» Brief
Extract every line below, verbatim.

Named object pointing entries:
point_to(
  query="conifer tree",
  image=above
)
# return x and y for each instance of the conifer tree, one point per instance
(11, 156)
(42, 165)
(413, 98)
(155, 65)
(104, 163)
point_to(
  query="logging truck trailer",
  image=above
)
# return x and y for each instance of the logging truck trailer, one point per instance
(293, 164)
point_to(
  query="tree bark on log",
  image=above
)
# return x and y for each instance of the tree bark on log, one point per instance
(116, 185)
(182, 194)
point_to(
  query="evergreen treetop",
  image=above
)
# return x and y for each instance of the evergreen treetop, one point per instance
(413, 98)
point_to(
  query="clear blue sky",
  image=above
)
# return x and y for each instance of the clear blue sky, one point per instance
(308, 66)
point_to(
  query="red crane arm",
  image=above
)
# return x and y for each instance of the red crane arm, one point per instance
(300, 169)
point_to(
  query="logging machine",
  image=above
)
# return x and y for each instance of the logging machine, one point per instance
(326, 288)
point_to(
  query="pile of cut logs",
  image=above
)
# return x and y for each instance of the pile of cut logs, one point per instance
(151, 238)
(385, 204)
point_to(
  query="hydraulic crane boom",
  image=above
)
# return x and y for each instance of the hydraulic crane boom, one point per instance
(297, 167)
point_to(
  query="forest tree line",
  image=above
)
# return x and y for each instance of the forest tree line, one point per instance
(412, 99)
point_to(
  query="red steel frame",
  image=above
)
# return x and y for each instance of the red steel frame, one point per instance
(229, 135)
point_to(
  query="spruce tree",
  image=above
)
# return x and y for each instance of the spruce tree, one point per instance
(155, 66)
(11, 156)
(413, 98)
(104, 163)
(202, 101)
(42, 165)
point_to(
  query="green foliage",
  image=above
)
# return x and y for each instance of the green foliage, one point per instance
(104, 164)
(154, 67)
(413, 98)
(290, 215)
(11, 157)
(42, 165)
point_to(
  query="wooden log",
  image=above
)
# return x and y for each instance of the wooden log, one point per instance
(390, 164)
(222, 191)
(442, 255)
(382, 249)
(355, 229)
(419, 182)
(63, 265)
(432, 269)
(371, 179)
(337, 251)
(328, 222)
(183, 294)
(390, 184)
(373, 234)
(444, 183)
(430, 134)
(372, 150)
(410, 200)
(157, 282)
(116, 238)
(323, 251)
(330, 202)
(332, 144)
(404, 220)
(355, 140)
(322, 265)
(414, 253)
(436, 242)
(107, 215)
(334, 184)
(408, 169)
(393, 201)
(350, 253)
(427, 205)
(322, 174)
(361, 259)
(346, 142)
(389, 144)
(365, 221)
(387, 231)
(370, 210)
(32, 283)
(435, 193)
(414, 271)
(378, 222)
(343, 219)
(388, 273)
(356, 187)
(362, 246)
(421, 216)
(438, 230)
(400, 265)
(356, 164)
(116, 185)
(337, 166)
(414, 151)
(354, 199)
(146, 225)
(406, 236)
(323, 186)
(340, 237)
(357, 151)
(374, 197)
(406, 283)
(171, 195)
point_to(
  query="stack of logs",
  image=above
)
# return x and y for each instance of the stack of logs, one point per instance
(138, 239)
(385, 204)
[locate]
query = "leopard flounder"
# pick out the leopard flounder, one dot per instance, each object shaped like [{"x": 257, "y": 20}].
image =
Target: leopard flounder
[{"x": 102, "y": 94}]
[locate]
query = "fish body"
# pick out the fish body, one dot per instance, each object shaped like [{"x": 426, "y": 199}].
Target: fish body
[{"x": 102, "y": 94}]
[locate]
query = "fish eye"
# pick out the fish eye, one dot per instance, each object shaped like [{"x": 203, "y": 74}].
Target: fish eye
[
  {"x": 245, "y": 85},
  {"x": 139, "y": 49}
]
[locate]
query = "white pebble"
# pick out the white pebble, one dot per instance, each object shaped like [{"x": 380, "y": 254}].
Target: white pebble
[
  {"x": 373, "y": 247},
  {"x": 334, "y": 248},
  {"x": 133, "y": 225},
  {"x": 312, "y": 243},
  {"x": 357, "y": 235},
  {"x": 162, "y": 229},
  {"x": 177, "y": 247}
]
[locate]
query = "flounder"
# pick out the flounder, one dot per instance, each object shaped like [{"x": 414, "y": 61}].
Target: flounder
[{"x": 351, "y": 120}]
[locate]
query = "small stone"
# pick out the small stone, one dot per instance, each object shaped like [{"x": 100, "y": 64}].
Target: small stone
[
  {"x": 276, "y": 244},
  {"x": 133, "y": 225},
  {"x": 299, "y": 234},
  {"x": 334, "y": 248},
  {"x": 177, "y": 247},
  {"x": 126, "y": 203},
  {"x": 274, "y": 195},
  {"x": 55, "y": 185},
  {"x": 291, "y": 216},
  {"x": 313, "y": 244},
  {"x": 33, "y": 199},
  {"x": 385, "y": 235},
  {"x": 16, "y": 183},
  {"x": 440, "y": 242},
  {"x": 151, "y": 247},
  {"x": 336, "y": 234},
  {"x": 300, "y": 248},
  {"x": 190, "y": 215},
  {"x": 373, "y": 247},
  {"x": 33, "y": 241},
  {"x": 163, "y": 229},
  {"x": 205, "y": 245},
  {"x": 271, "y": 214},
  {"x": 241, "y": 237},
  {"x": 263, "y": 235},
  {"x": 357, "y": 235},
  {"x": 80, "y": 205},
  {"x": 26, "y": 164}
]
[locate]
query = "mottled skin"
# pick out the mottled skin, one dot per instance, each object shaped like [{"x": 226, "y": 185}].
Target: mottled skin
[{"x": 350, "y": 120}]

» Solution
point_to(
  query="conifer tree",
  image=above
)
# return x and y for each instance of the conifer tree, one point per instance
(11, 156)
(42, 165)
(413, 98)
(155, 65)
(104, 163)
point_to(
  query="logging truck trailer",
  image=above
)
# return x and y for each instance of the logging truck trailer, one point per instance
(293, 164)
point_to(
  query="tree bark on log",
  image=above
)
# return x and y for each instance of the tree bark on log, one point per instance
(116, 185)
(182, 194)
point_to(
  query="evergreen treetop",
  image=above
)
# return x and y for each instance of the evergreen treetop, one point per instance
(413, 98)
point_to(
  query="clear blue sky",
  image=above
)
# return x and y for each instance of the clear blue sky, one point per instance
(308, 66)
point_to(
  query="red crane arm",
  image=above
)
# return x and y for each instance of the red crane arm, one point per instance
(300, 169)
point_to(
  query="logging machine",
  image=above
)
# return x and y for each instance of the logging machine, one point per instance
(326, 288)
point_to(
  query="pile of cut logs",
  image=above
)
# return x and y for each instance of the pile of cut logs, one point per instance
(151, 238)
(385, 204)
point_to(
  query="hydraulic crane boom",
  image=above
)
# return x and y for each instance of the hydraulic crane boom, one point per instance
(297, 167)
point_to(
  query="forest tree line",
  image=above
)
# return x and y for each instance of the forest tree line, one point per instance
(412, 99)
point_to(
  query="red steel frame",
  image=above
)
# return x and y for each instance of the red steel frame, one point per instance
(229, 135)
point_to(
  query="spruce tree",
  image=above
)
# return x and y for each instance of the spruce tree, one point per instance
(155, 66)
(11, 156)
(413, 98)
(104, 163)
(202, 101)
(42, 165)
point_to(
  query="green foliage",
  image=above
)
# return x and y for each instance of the green foliage, one point per instance
(104, 164)
(154, 67)
(413, 98)
(290, 215)
(11, 157)
(42, 165)
point_to(
  query="wooden log",
  image=above
)
# return x and y for each instance of the wooden log, one point per instance
(390, 164)
(222, 191)
(442, 255)
(382, 249)
(355, 229)
(419, 182)
(63, 265)
(432, 269)
(371, 179)
(337, 251)
(328, 222)
(183, 294)
(390, 184)
(373, 234)
(444, 183)
(430, 134)
(372, 150)
(410, 200)
(157, 282)
(116, 238)
(323, 251)
(330, 202)
(332, 144)
(404, 220)
(355, 140)
(322, 265)
(414, 253)
(436, 242)
(107, 215)
(334, 184)
(408, 169)
(393, 201)
(350, 253)
(427, 205)
(322, 174)
(361, 259)
(346, 142)
(389, 144)
(365, 221)
(387, 231)
(370, 210)
(32, 283)
(435, 193)
(414, 271)
(378, 222)
(343, 219)
(388, 273)
(356, 187)
(362, 246)
(421, 216)
(438, 230)
(400, 265)
(356, 164)
(116, 185)
(337, 166)
(414, 151)
(354, 199)
(146, 225)
(406, 236)
(323, 186)
(340, 237)
(357, 151)
(374, 197)
(406, 283)
(171, 195)
point_to(
  query="stack of logs",
  image=above
)
# return x and y for each instance of the stack of logs, one point per instance
(138, 239)
(385, 204)
[locate]
query = "leopard flounder"
# pick out the leopard flounder, one dot per instance, each object shaped like [{"x": 257, "y": 20}].
image =
Target: leopard flounder
[{"x": 102, "y": 94}]
[locate]
query = "fish body"
# pick out the fish body, one dot per instance, each object shaped like [{"x": 426, "y": 199}].
Target: fish body
[{"x": 102, "y": 94}]
[locate]
query = "fish eye"
# pick out the fish eye, one dot per instance, each object shaped like [{"x": 203, "y": 74}].
Target: fish eye
[
  {"x": 245, "y": 85},
  {"x": 139, "y": 49}
]
[locate]
query = "white pebble"
# pick out the white pebble, one dot per instance, each object shaped like [{"x": 380, "y": 254}].
Target: white pebble
[
  {"x": 373, "y": 247},
  {"x": 334, "y": 248},
  {"x": 133, "y": 225},
  {"x": 312, "y": 243},
  {"x": 357, "y": 235},
  {"x": 162, "y": 229},
  {"x": 177, "y": 247}
]
[locate]
query = "flounder"
# pick out the flounder, one dot per instance, each object shaped like [{"x": 414, "y": 61}].
Target: flounder
[{"x": 351, "y": 120}]
[locate]
query = "small stone"
# pick out the small stone, one dot per instance, each object shaped like [{"x": 100, "y": 64}].
Target: small stone
[
  {"x": 276, "y": 244},
  {"x": 133, "y": 225},
  {"x": 299, "y": 234},
  {"x": 334, "y": 248},
  {"x": 177, "y": 247},
  {"x": 126, "y": 203},
  {"x": 274, "y": 195},
  {"x": 55, "y": 185},
  {"x": 291, "y": 216},
  {"x": 313, "y": 244},
  {"x": 33, "y": 199},
  {"x": 385, "y": 235},
  {"x": 16, "y": 183},
  {"x": 440, "y": 242},
  {"x": 151, "y": 247},
  {"x": 336, "y": 234},
  {"x": 300, "y": 248},
  {"x": 190, "y": 215},
  {"x": 373, "y": 247},
  {"x": 33, "y": 241},
  {"x": 163, "y": 229},
  {"x": 205, "y": 245},
  {"x": 271, "y": 214},
  {"x": 241, "y": 237},
  {"x": 263, "y": 235},
  {"x": 357, "y": 235},
  {"x": 80, "y": 205},
  {"x": 26, "y": 164}
]
[locate]
query = "mottled skin"
# pick out the mottled skin, one dot per instance, each object shaped like [{"x": 226, "y": 185}].
Target: mottled skin
[{"x": 350, "y": 120}]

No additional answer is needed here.